YOUR OBJECTIVE: Find every line in the rows below that contains the word "blue", with case counting, and copy each of those lines.
Start THE INPUT
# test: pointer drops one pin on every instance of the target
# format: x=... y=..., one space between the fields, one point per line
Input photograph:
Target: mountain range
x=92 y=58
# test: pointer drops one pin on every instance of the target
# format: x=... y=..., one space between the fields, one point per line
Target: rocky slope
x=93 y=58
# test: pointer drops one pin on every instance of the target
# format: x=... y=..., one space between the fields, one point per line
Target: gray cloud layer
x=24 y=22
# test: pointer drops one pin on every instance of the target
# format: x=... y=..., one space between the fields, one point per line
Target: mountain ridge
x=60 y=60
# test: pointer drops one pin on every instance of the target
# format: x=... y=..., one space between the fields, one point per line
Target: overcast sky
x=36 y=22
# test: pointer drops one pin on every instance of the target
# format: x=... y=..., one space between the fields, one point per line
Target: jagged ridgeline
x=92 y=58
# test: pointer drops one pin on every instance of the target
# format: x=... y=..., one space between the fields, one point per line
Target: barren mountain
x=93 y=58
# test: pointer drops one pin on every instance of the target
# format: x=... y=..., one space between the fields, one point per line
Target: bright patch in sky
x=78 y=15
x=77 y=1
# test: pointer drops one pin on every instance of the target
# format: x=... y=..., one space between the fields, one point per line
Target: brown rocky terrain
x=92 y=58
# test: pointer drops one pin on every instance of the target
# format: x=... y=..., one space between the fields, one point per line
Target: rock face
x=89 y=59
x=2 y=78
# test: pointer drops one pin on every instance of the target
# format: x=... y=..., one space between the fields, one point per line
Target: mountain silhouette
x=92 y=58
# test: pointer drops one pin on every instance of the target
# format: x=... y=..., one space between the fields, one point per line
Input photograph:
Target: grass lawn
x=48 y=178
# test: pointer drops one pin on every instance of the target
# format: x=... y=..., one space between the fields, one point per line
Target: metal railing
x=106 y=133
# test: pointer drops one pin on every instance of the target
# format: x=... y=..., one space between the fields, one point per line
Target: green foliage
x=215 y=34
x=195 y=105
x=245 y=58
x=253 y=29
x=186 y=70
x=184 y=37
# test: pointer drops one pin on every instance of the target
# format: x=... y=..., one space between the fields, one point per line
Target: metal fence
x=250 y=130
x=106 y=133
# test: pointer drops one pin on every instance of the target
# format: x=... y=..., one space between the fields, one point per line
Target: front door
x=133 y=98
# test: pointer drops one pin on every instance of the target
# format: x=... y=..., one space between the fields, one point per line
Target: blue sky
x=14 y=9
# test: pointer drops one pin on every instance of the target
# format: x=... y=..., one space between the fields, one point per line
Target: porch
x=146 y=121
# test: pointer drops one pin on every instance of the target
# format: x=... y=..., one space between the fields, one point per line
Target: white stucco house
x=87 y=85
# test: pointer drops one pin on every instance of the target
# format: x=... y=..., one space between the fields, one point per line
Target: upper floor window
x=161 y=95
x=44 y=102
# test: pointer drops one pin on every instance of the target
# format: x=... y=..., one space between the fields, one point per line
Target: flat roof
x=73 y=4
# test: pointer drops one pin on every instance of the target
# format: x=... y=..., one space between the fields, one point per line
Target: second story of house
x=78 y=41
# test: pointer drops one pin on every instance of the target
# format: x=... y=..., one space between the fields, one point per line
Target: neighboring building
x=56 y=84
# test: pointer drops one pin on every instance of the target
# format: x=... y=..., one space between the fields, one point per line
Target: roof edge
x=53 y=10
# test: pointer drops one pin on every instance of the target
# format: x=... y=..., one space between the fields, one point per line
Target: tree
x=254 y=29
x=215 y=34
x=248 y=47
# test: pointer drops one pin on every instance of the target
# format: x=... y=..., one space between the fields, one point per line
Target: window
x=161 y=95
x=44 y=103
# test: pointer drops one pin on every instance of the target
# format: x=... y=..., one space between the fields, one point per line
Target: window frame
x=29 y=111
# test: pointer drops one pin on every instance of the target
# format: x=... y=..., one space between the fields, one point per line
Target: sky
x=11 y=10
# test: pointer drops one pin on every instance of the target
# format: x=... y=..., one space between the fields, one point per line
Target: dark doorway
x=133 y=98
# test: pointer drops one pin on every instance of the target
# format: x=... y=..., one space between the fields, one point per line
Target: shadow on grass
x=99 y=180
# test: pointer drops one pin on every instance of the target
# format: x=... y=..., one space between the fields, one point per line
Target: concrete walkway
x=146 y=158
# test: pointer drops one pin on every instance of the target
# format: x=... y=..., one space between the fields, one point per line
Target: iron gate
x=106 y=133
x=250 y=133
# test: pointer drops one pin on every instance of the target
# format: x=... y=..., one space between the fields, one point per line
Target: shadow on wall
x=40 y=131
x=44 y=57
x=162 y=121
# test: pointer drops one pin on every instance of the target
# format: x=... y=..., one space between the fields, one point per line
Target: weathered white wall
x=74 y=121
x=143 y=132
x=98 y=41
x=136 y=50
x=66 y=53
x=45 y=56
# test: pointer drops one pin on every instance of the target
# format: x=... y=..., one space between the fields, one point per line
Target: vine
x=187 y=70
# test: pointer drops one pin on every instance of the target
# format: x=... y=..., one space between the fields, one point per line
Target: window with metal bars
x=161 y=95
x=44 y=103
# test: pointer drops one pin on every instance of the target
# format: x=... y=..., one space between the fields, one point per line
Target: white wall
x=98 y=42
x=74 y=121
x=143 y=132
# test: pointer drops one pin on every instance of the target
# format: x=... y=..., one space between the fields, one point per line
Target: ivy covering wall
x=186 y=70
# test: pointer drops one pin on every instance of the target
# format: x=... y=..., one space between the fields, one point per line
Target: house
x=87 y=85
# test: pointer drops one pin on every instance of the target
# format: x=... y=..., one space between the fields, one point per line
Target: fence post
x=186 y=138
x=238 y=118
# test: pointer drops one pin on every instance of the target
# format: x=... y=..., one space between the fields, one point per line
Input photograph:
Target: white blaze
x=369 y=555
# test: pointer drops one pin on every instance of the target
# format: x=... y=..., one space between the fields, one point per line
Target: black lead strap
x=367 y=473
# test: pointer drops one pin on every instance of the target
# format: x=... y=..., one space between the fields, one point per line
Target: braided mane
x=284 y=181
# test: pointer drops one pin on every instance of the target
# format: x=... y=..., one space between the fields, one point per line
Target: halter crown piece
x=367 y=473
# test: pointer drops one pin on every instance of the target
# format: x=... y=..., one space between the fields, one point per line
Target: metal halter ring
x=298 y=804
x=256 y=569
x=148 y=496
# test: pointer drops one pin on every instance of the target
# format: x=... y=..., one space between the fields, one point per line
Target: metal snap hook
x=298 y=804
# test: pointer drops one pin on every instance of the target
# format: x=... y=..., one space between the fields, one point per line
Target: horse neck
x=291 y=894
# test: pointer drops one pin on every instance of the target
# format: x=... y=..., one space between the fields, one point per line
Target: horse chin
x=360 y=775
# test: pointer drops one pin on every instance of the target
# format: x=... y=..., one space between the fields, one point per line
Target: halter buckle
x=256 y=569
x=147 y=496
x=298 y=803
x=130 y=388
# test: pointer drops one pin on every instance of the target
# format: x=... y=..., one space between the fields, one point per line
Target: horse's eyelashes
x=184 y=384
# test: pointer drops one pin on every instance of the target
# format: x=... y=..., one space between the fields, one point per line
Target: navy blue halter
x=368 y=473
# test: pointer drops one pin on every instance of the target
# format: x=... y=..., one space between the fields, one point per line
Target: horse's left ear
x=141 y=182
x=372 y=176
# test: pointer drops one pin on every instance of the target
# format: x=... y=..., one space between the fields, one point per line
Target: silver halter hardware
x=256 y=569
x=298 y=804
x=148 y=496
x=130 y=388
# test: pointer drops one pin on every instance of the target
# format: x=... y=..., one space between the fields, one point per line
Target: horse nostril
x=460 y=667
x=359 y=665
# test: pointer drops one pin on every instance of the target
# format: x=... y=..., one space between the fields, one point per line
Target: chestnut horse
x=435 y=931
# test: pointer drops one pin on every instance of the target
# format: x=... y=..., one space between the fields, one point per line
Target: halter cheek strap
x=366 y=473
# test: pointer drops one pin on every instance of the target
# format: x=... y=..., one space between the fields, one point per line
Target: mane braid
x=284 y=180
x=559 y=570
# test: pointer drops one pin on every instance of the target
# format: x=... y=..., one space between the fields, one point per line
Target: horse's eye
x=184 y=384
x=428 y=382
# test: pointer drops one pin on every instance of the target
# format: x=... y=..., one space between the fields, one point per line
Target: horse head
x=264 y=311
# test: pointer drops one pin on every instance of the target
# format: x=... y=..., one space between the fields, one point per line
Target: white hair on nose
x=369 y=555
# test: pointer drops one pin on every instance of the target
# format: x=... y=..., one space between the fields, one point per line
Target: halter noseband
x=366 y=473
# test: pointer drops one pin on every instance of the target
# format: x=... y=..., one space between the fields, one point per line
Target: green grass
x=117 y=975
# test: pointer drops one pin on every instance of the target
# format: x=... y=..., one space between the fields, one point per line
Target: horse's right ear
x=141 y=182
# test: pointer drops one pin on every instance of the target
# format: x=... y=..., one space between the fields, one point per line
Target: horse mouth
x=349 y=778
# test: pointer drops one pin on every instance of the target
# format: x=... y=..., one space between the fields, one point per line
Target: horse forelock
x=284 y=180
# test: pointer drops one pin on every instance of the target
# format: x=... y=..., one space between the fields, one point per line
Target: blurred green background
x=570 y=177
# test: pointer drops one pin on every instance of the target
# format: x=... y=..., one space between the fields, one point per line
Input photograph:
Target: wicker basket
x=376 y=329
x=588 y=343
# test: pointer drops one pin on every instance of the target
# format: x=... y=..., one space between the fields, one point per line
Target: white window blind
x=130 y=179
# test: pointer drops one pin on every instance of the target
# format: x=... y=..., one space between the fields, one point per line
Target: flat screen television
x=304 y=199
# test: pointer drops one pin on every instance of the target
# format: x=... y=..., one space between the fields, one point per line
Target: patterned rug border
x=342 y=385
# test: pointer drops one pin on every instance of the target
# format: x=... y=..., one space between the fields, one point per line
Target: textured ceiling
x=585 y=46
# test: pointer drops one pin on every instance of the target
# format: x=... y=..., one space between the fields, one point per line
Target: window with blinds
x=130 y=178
End THE INPUT
CORRECT ANSWER:
Target: blue sky
Target: navy blue halter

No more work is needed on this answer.